Required tasks =>
[a] List every year written in digits in the biographical extract about Pizzinato.
[b] Reproduce the part of the Pizzinato extract between "She was born" and "a congratulatory letter.", inclusive.

━━━ Extract

She was born in Ala, Trentino, then part of the Austro-Hungarian Empire. World War I forced her to take refuge in Bazzano, Bologna. After the war, she moved to Milan, where she took Italian citizenship and met her future husband Isidoro Papo. During the outbreak of the Second World War in 1939, the couple moved to Nice, France, to escape the Fascist regime of Benito Mussolini. They married in France, and after the war they moved back to Milan. Upon retirement in 1964, they settled in Verona. Mr. Papo died in 1981. Pizzinato remained in Verona for the rest of her life, spending her final years in a retirement home.

On 23 November 2010, marking her 114th birthday, Pizzinato was visited by Italy's president, Giorgio Napolitano, who wrote her a congratulatory letter.

━━━━━━
━━━ Data shown

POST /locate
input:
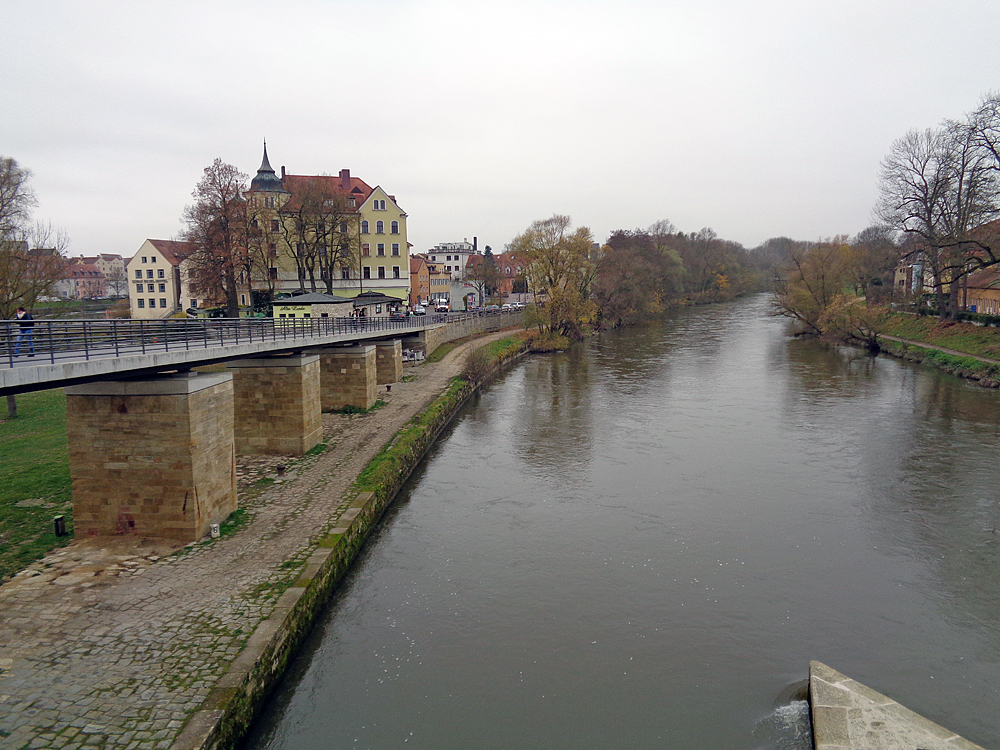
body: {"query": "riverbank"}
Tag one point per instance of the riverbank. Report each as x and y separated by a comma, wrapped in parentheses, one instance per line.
(962, 349)
(132, 644)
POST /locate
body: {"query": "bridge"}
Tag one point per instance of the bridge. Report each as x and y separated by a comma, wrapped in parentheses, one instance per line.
(153, 441)
(62, 353)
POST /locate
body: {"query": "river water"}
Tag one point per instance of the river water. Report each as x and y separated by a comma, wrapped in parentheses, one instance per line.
(642, 543)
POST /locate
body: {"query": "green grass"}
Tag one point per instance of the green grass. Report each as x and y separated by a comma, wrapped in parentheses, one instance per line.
(438, 354)
(979, 341)
(33, 453)
(387, 467)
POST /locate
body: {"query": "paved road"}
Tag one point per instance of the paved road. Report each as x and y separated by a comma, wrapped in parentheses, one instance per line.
(115, 646)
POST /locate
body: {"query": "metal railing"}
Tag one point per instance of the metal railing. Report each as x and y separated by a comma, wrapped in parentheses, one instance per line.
(50, 341)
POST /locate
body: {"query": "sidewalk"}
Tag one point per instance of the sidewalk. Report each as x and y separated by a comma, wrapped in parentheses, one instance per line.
(115, 644)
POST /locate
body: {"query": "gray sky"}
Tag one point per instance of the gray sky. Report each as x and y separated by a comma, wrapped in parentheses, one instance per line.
(755, 118)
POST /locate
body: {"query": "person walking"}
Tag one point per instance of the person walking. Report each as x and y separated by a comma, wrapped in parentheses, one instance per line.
(25, 333)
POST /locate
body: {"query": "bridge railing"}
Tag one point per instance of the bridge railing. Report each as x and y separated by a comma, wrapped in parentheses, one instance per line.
(55, 340)
(58, 340)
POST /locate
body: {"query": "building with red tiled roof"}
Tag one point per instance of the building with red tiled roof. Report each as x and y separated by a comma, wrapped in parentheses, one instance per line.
(370, 226)
(158, 280)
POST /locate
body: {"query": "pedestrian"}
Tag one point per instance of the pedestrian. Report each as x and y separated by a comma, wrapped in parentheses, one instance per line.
(25, 333)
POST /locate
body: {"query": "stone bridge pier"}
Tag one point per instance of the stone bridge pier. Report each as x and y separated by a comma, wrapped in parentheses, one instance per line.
(153, 456)
(276, 404)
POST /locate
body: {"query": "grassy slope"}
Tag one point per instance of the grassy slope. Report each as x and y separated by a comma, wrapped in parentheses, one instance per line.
(980, 341)
(35, 463)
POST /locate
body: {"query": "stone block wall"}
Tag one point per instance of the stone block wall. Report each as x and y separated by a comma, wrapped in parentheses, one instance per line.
(277, 404)
(389, 361)
(153, 457)
(348, 376)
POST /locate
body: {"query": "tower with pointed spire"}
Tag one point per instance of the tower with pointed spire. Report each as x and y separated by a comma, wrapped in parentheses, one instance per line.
(302, 218)
(266, 180)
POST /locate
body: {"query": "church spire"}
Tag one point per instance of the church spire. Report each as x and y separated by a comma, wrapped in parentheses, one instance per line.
(266, 180)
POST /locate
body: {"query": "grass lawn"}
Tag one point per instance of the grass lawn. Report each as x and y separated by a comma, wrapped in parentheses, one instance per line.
(981, 341)
(34, 483)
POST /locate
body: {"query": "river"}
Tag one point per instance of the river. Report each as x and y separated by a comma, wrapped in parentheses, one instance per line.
(642, 542)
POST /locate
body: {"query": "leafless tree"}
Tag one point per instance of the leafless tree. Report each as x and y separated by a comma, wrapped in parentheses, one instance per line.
(217, 223)
(941, 186)
(320, 232)
(31, 252)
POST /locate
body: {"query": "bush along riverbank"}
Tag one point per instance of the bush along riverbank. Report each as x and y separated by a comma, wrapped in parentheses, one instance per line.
(232, 705)
(984, 373)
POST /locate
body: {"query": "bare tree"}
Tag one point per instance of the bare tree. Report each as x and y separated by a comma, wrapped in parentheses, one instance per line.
(941, 186)
(31, 252)
(217, 223)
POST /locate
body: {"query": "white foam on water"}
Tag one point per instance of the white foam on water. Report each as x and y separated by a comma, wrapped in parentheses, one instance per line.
(788, 727)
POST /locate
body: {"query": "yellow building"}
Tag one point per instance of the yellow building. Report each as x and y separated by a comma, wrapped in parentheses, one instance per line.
(302, 219)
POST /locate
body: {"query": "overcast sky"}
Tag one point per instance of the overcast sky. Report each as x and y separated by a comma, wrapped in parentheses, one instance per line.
(758, 118)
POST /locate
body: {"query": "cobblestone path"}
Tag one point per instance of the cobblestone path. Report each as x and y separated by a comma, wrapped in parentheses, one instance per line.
(112, 644)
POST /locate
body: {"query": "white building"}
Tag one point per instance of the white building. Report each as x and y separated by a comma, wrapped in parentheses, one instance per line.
(454, 256)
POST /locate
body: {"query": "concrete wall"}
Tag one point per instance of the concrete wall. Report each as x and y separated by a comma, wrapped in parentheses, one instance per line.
(153, 457)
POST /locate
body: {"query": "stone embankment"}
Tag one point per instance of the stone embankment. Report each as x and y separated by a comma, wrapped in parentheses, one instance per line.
(129, 643)
(847, 715)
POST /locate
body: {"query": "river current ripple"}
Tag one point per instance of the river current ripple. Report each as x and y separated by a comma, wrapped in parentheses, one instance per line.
(642, 542)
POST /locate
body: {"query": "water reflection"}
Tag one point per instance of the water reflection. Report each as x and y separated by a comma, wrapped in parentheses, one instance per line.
(638, 543)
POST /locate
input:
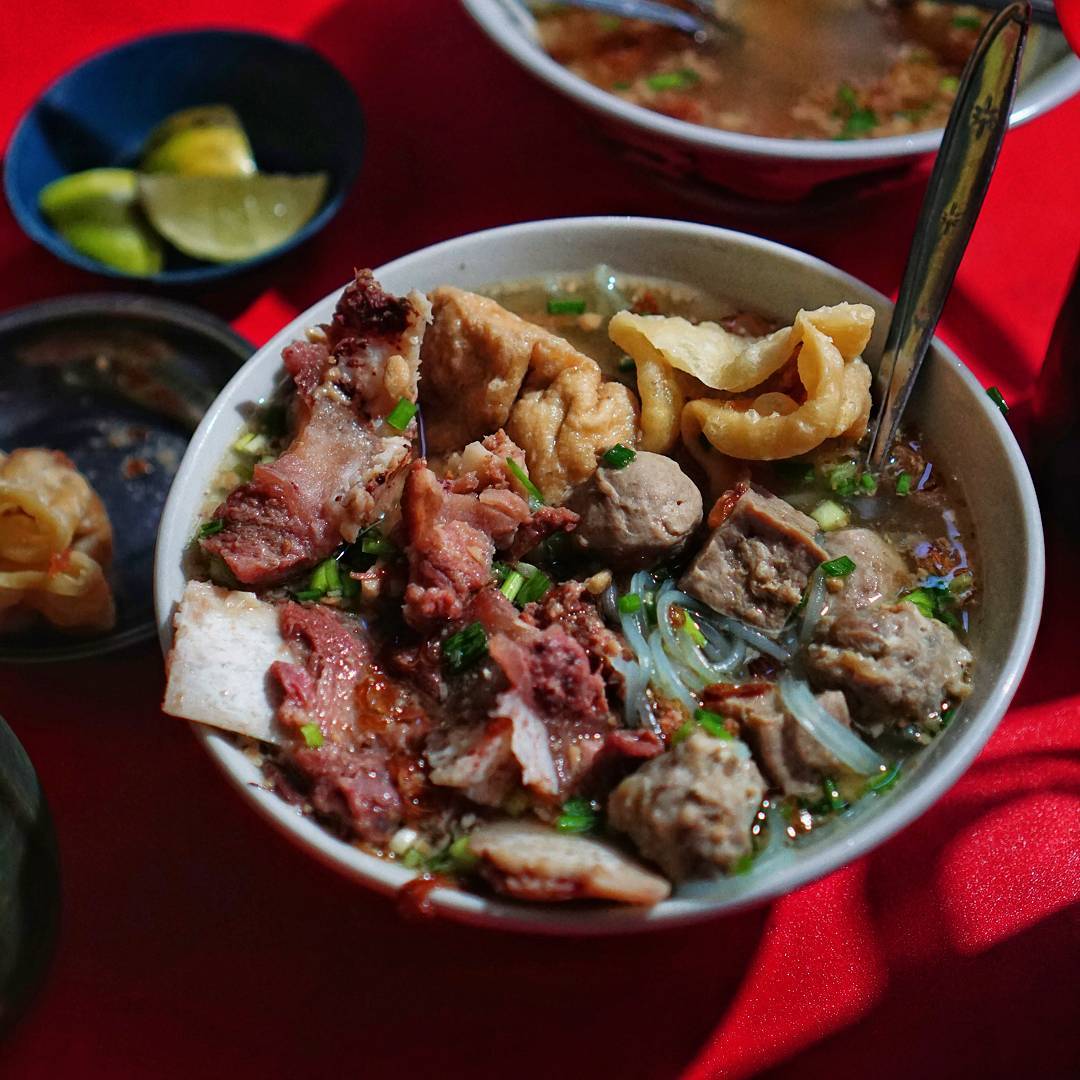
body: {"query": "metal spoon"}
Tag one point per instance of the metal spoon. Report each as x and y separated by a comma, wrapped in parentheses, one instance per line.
(969, 150)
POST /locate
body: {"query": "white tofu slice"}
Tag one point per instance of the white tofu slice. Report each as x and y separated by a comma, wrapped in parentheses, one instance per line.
(218, 669)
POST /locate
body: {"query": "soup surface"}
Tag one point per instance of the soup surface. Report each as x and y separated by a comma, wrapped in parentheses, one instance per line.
(837, 69)
(623, 615)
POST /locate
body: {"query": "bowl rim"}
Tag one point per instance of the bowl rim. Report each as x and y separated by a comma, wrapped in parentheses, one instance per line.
(495, 19)
(26, 214)
(472, 908)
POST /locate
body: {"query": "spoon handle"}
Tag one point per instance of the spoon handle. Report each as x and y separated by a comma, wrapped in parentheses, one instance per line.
(969, 150)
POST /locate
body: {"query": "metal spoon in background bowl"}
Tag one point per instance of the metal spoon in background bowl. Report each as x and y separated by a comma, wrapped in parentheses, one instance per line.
(960, 176)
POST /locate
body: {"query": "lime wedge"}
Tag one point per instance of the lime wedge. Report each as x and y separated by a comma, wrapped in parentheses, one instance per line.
(206, 140)
(228, 219)
(96, 213)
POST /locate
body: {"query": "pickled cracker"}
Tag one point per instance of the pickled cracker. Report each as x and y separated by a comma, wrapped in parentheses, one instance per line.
(475, 356)
(565, 427)
(773, 424)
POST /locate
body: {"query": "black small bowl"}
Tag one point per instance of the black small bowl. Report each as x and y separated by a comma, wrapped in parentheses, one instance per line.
(300, 115)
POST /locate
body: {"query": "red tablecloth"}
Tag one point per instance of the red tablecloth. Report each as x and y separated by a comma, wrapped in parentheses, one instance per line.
(197, 942)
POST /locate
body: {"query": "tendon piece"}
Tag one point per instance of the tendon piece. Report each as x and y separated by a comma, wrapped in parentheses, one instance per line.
(565, 427)
(224, 646)
(530, 861)
(343, 456)
(454, 529)
(475, 358)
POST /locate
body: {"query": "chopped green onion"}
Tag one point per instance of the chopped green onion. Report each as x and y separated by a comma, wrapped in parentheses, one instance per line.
(838, 567)
(565, 306)
(796, 473)
(692, 630)
(885, 780)
(375, 543)
(402, 414)
(513, 584)
(618, 457)
(325, 578)
(464, 648)
(673, 80)
(998, 400)
(312, 734)
(713, 723)
(534, 589)
(842, 477)
(523, 477)
(578, 815)
(829, 515)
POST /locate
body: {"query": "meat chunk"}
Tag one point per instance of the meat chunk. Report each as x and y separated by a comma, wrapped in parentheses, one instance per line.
(791, 759)
(757, 562)
(892, 662)
(534, 862)
(879, 574)
(454, 529)
(343, 456)
(638, 514)
(690, 810)
(224, 645)
(475, 358)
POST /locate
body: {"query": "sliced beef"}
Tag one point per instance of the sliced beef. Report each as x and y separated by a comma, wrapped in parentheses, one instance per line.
(369, 729)
(880, 571)
(343, 458)
(454, 528)
(791, 759)
(534, 862)
(690, 810)
(636, 515)
(893, 663)
(757, 562)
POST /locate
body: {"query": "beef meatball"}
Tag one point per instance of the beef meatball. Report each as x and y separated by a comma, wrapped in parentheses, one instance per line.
(638, 514)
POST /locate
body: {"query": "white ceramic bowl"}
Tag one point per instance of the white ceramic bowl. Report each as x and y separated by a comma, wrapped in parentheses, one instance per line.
(968, 434)
(754, 165)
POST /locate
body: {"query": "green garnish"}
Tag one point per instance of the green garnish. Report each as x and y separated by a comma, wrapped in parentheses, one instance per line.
(935, 602)
(464, 648)
(998, 400)
(618, 457)
(578, 815)
(838, 567)
(374, 543)
(842, 477)
(534, 589)
(536, 497)
(402, 414)
(885, 780)
(565, 307)
(673, 80)
(513, 584)
(312, 736)
(713, 723)
(833, 796)
(692, 630)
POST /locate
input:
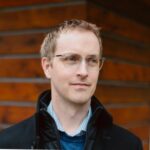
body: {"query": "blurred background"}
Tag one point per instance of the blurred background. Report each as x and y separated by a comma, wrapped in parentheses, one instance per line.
(124, 82)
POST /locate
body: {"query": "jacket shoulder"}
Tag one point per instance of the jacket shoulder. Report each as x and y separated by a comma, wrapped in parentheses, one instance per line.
(20, 135)
(124, 139)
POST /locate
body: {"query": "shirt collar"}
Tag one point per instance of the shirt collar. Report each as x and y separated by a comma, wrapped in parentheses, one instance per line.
(82, 128)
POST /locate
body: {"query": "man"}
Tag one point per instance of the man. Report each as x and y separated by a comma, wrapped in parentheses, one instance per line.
(69, 117)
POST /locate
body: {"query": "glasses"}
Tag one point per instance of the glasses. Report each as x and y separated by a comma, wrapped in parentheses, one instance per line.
(74, 60)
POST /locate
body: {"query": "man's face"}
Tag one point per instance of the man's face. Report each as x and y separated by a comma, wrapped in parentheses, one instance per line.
(73, 78)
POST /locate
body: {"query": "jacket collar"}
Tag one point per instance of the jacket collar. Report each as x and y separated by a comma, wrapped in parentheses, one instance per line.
(100, 120)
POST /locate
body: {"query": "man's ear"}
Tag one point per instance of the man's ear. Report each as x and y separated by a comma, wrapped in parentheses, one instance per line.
(46, 65)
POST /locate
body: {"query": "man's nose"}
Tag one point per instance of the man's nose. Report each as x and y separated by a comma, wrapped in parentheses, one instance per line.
(82, 69)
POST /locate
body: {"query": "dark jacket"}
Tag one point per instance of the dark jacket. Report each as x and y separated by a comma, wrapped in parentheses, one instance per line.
(39, 131)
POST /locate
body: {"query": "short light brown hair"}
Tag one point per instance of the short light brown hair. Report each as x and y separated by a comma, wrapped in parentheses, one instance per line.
(49, 44)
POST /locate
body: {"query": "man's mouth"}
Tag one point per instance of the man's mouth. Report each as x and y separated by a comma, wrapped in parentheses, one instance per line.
(80, 84)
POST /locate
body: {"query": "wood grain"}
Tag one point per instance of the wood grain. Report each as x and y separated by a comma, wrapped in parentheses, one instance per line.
(139, 13)
(21, 44)
(123, 95)
(40, 17)
(114, 23)
(14, 3)
(126, 115)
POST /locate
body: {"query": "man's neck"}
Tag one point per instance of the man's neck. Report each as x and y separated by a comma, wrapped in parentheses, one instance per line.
(70, 115)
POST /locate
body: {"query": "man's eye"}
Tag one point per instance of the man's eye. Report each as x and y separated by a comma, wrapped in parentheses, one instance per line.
(71, 59)
(93, 60)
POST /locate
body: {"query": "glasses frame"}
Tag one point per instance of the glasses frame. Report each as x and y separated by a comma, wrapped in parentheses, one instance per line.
(102, 59)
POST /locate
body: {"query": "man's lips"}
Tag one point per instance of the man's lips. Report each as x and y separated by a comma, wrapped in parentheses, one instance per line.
(80, 84)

━━━━━━

Solved problems =>
[a] 1939, 1964, 1981, 2010

[b]
She was born in Ala, Trentino, then part of the Austro-Hungarian Empire. World War I forced her to take refuge in Bazzano, Bologna. After the war, she moved to Milan, where she took Italian citizenship and met her future husband Isidoro Papo. During the outbreak of the Second World War in 1939, the couple moved to Nice, France, to escape the Fascist regime of Benito Mussolini. They married in France, and after the war they moved back to Milan. Upon retirement in 1964, they settled in Verona. Mr. Papo died in 1981. Pizzinato remained in Verona for the rest of her life, spending her final years in a retirement home.

On 23 November 2010, marking her 114th birthday, Pizzinato was visited by Italy's president, Giorgio Napolitano, who wrote her a congratulatory letter.